## Directions:
a - In the Thomasville article, how many murals were displayed throughout downtown Thomasville?
b - Please write out the passage of the Thomasville article that opens with the words containing "More than 30" and closes with "entertaining. Photo contributed.".
c - Explain why the murals were put up throughout downtown, as the Thomasville article states.

## Supplied passage:
•••
Thomasville Uses the Arts to Create Economic Growth

More than 30 murals were displayed throughout downtown Thomasville to help bring attention to the new Creative District as a place for shopping, dining, and entertaining. Photo contributed.

From Pop-Ups to Storefront: Thomasville Uses the Arts to Create Economic Growth

The pop-up trend seems to be abuzz in communities across the country. Often these seemingly unknown businesses appear suddenly, operate for a couple of days or sometimes for weeks, and then disappear. If done correctly, the pop-up experience can serve as a launching pad for a successful long-term business venture.

Entrepreneurs can test the market before making an extended lease commitment or use space in a high traffic area to showcase a new product or service.

In downtown Thomasville, the pop-up concept was used to jump-start several new businesses and encourage economic revitalization within the city’s Creative District.

In an area known as “The Bottom,” a formerly struggling area of the downtown since segregation in the 1970s, the Creative District was established to attract businesses and enhance the arts. This initiative began to connect the formerly declining streets to the other thriving shopping and dining blocks of downtown.
•••
## Given entries:
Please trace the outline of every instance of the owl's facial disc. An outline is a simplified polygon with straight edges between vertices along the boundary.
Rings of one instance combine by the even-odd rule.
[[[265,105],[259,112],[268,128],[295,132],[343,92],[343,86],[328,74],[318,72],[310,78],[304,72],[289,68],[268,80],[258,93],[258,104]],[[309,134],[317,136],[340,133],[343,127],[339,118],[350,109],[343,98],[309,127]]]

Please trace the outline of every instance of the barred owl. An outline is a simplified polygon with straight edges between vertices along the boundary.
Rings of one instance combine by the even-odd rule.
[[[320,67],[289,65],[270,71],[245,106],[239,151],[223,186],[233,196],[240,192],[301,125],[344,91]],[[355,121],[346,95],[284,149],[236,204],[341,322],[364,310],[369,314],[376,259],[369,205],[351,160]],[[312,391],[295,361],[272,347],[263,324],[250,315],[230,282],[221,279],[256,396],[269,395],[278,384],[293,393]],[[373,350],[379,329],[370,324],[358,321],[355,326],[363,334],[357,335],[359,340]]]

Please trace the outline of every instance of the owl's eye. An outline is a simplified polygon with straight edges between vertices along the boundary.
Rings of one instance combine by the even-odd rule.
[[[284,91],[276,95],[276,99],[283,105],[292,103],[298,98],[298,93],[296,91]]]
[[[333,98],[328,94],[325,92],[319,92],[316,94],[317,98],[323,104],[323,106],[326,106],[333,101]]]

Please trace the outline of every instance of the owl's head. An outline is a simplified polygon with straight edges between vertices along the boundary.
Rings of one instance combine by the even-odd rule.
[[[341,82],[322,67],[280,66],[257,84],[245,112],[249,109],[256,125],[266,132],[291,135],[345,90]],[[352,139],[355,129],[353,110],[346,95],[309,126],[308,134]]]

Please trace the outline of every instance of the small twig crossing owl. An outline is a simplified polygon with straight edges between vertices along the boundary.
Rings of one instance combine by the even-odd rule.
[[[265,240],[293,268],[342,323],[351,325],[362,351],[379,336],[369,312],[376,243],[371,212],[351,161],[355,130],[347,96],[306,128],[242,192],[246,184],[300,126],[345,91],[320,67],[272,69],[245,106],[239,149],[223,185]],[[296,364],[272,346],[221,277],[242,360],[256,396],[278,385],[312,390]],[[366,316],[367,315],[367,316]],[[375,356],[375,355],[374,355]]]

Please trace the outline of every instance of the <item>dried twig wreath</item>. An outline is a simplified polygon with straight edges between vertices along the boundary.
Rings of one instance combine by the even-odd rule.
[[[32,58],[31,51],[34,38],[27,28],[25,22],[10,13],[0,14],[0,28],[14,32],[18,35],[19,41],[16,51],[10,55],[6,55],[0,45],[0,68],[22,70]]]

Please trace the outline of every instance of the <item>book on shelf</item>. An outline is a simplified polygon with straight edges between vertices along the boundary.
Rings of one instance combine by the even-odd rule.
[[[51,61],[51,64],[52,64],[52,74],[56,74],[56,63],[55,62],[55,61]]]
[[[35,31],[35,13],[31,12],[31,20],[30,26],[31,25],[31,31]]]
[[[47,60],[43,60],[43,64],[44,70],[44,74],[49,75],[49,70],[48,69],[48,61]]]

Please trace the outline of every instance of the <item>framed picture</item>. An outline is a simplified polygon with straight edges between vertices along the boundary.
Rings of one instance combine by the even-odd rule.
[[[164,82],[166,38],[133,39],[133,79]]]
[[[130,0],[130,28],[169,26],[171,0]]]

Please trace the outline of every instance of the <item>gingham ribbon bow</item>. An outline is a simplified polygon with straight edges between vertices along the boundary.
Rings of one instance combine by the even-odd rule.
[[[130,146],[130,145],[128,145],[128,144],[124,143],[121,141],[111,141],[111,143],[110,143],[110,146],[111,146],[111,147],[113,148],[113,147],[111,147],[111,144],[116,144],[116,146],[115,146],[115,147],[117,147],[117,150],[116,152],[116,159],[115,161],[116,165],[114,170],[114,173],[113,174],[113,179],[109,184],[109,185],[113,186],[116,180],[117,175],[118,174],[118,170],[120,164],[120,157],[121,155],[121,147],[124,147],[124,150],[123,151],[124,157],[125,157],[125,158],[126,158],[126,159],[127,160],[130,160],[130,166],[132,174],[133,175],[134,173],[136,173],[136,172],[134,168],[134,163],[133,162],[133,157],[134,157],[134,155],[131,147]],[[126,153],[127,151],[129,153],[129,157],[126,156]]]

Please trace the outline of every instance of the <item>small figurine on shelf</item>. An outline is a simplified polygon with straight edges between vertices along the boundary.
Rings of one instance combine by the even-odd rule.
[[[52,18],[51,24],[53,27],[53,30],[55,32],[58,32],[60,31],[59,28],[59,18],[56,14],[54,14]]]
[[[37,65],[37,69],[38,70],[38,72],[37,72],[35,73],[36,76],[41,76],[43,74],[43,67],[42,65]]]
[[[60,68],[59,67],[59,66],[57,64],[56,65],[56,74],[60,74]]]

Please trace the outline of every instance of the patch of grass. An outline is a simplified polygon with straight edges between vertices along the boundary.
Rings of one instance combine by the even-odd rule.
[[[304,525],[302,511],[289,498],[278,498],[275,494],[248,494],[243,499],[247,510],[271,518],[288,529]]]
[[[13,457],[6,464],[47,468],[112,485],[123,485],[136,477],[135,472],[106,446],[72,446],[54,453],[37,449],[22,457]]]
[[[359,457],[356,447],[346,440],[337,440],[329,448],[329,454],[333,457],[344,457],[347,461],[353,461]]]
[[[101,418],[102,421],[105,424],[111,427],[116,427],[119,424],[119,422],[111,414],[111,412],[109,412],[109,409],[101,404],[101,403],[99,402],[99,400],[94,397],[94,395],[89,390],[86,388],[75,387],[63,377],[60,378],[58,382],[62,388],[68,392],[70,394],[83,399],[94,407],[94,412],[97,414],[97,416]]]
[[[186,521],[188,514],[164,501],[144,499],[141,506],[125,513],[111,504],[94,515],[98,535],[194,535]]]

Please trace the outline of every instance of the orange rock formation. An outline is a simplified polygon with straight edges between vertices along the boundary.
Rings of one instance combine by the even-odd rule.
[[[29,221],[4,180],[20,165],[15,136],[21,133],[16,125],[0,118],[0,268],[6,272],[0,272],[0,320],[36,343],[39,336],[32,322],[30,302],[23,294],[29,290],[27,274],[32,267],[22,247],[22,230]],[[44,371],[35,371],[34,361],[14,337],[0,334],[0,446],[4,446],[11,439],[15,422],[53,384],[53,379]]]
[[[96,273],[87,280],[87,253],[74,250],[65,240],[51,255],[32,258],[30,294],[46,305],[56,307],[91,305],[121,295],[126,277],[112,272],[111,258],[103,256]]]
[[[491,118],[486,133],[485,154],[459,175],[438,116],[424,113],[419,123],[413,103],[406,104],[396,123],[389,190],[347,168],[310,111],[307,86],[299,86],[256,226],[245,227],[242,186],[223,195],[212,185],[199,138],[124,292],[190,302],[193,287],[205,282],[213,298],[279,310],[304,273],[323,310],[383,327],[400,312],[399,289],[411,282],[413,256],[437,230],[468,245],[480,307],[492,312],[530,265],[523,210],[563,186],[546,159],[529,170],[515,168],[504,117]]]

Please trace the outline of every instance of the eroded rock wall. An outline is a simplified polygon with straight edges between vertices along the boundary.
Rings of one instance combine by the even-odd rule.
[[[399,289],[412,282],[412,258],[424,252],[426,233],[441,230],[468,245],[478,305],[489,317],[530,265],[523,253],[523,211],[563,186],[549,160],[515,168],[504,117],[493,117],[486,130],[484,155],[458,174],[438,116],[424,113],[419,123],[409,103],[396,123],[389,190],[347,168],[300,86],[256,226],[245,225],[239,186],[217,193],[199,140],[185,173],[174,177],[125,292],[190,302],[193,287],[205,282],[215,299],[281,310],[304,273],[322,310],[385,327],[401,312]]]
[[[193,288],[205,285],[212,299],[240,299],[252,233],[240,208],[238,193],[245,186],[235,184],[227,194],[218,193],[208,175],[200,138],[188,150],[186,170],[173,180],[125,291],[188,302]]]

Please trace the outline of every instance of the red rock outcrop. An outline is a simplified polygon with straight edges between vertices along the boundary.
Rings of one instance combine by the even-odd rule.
•••
## Results of the tasks:
a - More than 30 murals.

b -
More than 30 murals were displayed throughout downtown Thomasville to help bring attention to the new Creative District as a place for shopping, dining, and entertaining. Photo contributed.

c - The murals were displayed to draw attention to the new Creative District as a place for shopping, dining, and entertaining.